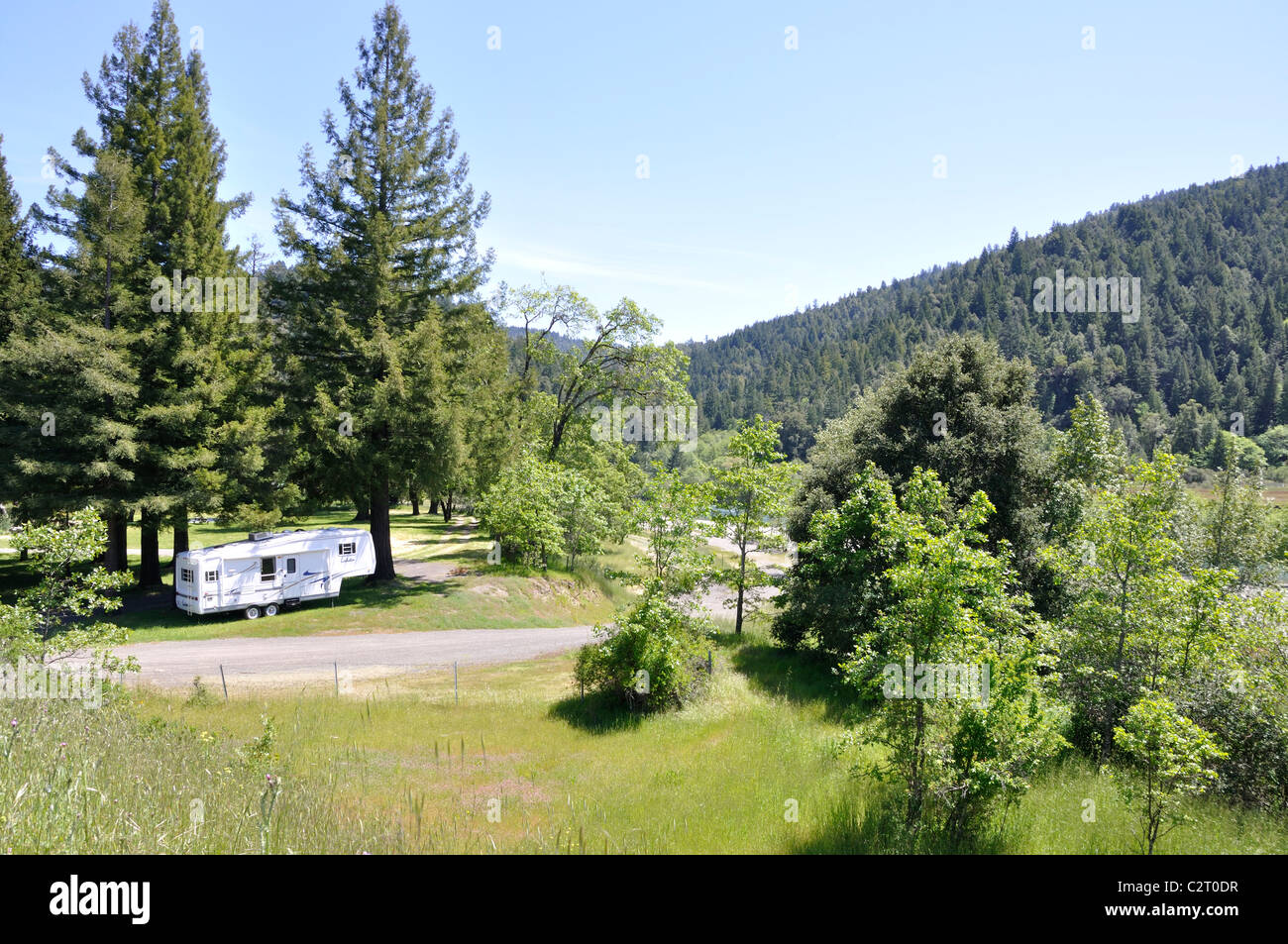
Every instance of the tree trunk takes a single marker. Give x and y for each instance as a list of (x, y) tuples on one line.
[(180, 533), (150, 545), (380, 530), (742, 582), (116, 558)]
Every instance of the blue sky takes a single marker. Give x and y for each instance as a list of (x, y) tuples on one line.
[(776, 175)]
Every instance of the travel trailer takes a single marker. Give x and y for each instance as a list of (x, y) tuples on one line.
[(267, 571)]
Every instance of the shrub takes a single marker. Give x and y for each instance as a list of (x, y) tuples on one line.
[(652, 657)]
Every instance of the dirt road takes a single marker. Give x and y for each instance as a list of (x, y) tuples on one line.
[(303, 659)]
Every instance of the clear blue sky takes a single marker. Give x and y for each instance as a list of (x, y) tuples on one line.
[(768, 167)]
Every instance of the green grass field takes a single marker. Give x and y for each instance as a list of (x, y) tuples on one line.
[(520, 764), (773, 759)]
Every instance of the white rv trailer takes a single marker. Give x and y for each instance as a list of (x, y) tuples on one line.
[(266, 571)]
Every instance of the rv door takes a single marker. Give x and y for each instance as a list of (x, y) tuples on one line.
[(209, 575), (269, 575)]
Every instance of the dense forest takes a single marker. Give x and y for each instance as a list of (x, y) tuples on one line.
[(1212, 261)]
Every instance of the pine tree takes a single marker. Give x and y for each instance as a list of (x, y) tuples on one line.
[(154, 108), (386, 246), (20, 282)]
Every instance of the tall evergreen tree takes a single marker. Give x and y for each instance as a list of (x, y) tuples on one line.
[(385, 239), (72, 386), (154, 107), (20, 281)]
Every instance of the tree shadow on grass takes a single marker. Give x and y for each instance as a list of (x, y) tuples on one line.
[(849, 828), (803, 678), (599, 712)]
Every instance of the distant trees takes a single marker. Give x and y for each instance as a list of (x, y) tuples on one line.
[(961, 410), (604, 356), (1205, 257), (750, 496)]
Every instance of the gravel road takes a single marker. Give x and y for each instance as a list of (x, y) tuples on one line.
[(299, 659)]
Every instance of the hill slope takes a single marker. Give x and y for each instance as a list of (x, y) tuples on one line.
[(1214, 266)]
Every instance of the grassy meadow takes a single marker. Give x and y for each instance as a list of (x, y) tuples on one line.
[(520, 764)]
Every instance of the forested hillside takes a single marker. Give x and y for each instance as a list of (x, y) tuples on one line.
[(1212, 262)]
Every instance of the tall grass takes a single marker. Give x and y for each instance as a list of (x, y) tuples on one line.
[(773, 760)]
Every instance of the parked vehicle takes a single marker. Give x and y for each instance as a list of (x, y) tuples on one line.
[(267, 571)]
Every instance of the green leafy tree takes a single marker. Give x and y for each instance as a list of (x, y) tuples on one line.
—————
- GIVEN REQUEST
Repeat each record exactly as shown above, dropping all images.

- THE SOLUTION
Every instance of the tree trunk takes a single marker. Give x and y for each instance as a list of (x, y) tuples on one line.
[(180, 533), (150, 545), (380, 530), (742, 582), (116, 558)]
Every instance of the blue sky takes a single marker. Give x and y for each instance as a list of (x, y) tuples on one line.
[(776, 175)]
Every instance of the travel trailer takes a single marker. Give x and y for each instance as a list of (x, y) tuples on one line.
[(267, 571)]
Every instance of the shrub takes a single marker. Give x and y for each instance as a list of (x, y) tuples on one line.
[(652, 657)]
Every instance of the dirt road takes a single marker. Give x and y for each instance as a list of (x, y) tuples on one line.
[(303, 659)]
Every instance of the clear blue sky takes a single marker. Give x and y for each instance as a list of (x, y) tuples on one line.
[(768, 167)]
Every instance of the green grass field takes a single marker. Give x and y for each instance as a list of (x, y) tuples on one line.
[(520, 764), (773, 759)]
Every instance of the white rv trailer takes a single marker. Give x and y for each instance as a list of (x, y) tuples on one line.
[(266, 571)]
Every instance of the rv door takes a single marker. Give x and y for each instance as a list of (x, y) tuples on one line.
[(209, 575), (269, 575)]
Every instance of the dense forest takes a single marker. Give x and y for each instance as a list of (x, y) tuples on one line.
[(1212, 261)]
Every instance of the pine tree takes a single marker. Give x and y for each instance as a list of (x, y) tuples on one line.
[(154, 108), (386, 246), (20, 282)]
Every instance of the tall evergreen tree takes a single marker. Give x and y for each instance as a list of (x, y) tuples on one line.
[(385, 239), (72, 386), (154, 107), (20, 281)]
Every instance of the tree shadow on grass takes a single marker. Give x and y for each instance as a list of (x, y) tuples on one line.
[(849, 828), (803, 678), (599, 712)]
Every instance of the distant trees takes a single marker. Give x and y for each instance as a list of (x, y) tuples on one line.
[(961, 410), (604, 356), (1205, 257), (750, 496)]
Every instance of the gravel road takes a single marker. Give x and y for each instance as a list of (x, y) tuples on one line.
[(299, 659)]
Every instance of the hill slope takes a single marker. Give x and y for each instance as a list of (x, y) tuples on one line.
[(1214, 266)]
Every instance of the grassy meadow takes a single marker. Give x and y for each instance as a list of (x, y) tuples on one line.
[(520, 764)]
Every instance of the forested hillside takes a single marker. Give x and y for each instance as a list of (x, y) tuples on one line.
[(1212, 262)]
Every instance of the tall grass takes a single marker. Give x and y for each instance as a list of (x, y) tuples on one line.
[(773, 760)]
Every instance of the parked vehicle takes a single marker. Give x and y for each instance as a list of (x, y) tuples on one line.
[(267, 571)]
Every instance of the green leafy tree takes a single marker. Give x and y for each instance as a list of (x, y) tuples on one line.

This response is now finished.